— start of Items —
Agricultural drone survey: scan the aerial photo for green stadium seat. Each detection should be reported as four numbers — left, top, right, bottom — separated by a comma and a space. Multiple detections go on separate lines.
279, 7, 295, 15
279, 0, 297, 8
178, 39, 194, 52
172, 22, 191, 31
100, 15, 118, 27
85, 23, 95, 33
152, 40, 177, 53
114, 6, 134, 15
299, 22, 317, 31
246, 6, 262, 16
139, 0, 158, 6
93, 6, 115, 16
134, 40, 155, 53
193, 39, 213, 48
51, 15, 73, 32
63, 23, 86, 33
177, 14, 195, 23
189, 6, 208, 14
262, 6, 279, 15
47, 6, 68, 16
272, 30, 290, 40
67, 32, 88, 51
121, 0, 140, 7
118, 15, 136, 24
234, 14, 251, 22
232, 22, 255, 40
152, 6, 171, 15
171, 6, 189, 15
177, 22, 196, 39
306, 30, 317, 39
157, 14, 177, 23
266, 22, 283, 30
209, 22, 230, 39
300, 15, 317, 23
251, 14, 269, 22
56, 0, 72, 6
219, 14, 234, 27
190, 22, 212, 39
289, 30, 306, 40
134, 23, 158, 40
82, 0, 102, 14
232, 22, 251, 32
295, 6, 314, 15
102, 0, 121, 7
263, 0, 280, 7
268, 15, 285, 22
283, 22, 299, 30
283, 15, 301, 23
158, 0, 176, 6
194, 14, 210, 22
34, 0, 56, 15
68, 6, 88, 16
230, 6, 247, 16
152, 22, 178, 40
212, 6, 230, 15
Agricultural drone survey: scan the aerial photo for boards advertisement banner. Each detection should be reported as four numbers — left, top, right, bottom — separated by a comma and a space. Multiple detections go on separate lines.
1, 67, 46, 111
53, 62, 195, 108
— end of Items —
» Written request
Quote the whole listing above verbatim, from its first line to its last, leaving every line as it stands.

» Final result
Agricultural drone survey: scan the aerial photo for green stadium seat. Each detection should be reported as four numbers — left, top, right, bottom — separated by a comma and a space. Multiple detections go on separate lines.
279, 7, 295, 15
279, 0, 297, 8
178, 39, 194, 52
172, 22, 191, 31
100, 15, 118, 27
85, 23, 95, 33
152, 40, 177, 53
114, 6, 134, 15
299, 22, 317, 31
246, 6, 262, 16
139, 0, 158, 6
93, 6, 115, 16
134, 40, 155, 53
193, 39, 213, 48
51, 15, 73, 32
63, 23, 86, 33
177, 14, 195, 23
189, 6, 208, 14
262, 6, 279, 15
47, 6, 68, 16
272, 30, 290, 40
67, 32, 88, 51
121, 0, 140, 7
118, 15, 136, 24
234, 14, 251, 22
232, 22, 255, 40
152, 6, 171, 15
171, 6, 189, 15
177, 22, 196, 39
306, 30, 317, 39
157, 14, 177, 23
266, 22, 283, 30
209, 22, 230, 39
300, 15, 317, 23
251, 14, 269, 22
56, 0, 72, 6
219, 14, 234, 27
190, 22, 212, 39
289, 30, 306, 40
134, 23, 158, 40
82, 0, 102, 14
232, 22, 251, 32
295, 6, 314, 15
102, 0, 121, 7
263, 0, 280, 7
268, 15, 285, 22
283, 22, 299, 30
283, 15, 301, 23
158, 0, 176, 6
194, 14, 210, 22
34, 0, 56, 15
68, 6, 88, 16
230, 6, 247, 16
152, 22, 178, 40
212, 6, 230, 15
Agricultural drone survey: scan the aerial photo for boards advertisement banner. Each detection should be reported as four numbers — left, top, right, bottom — separated by a comma and a space. Multiple detections go on separate lines.
1, 67, 46, 111
53, 62, 195, 108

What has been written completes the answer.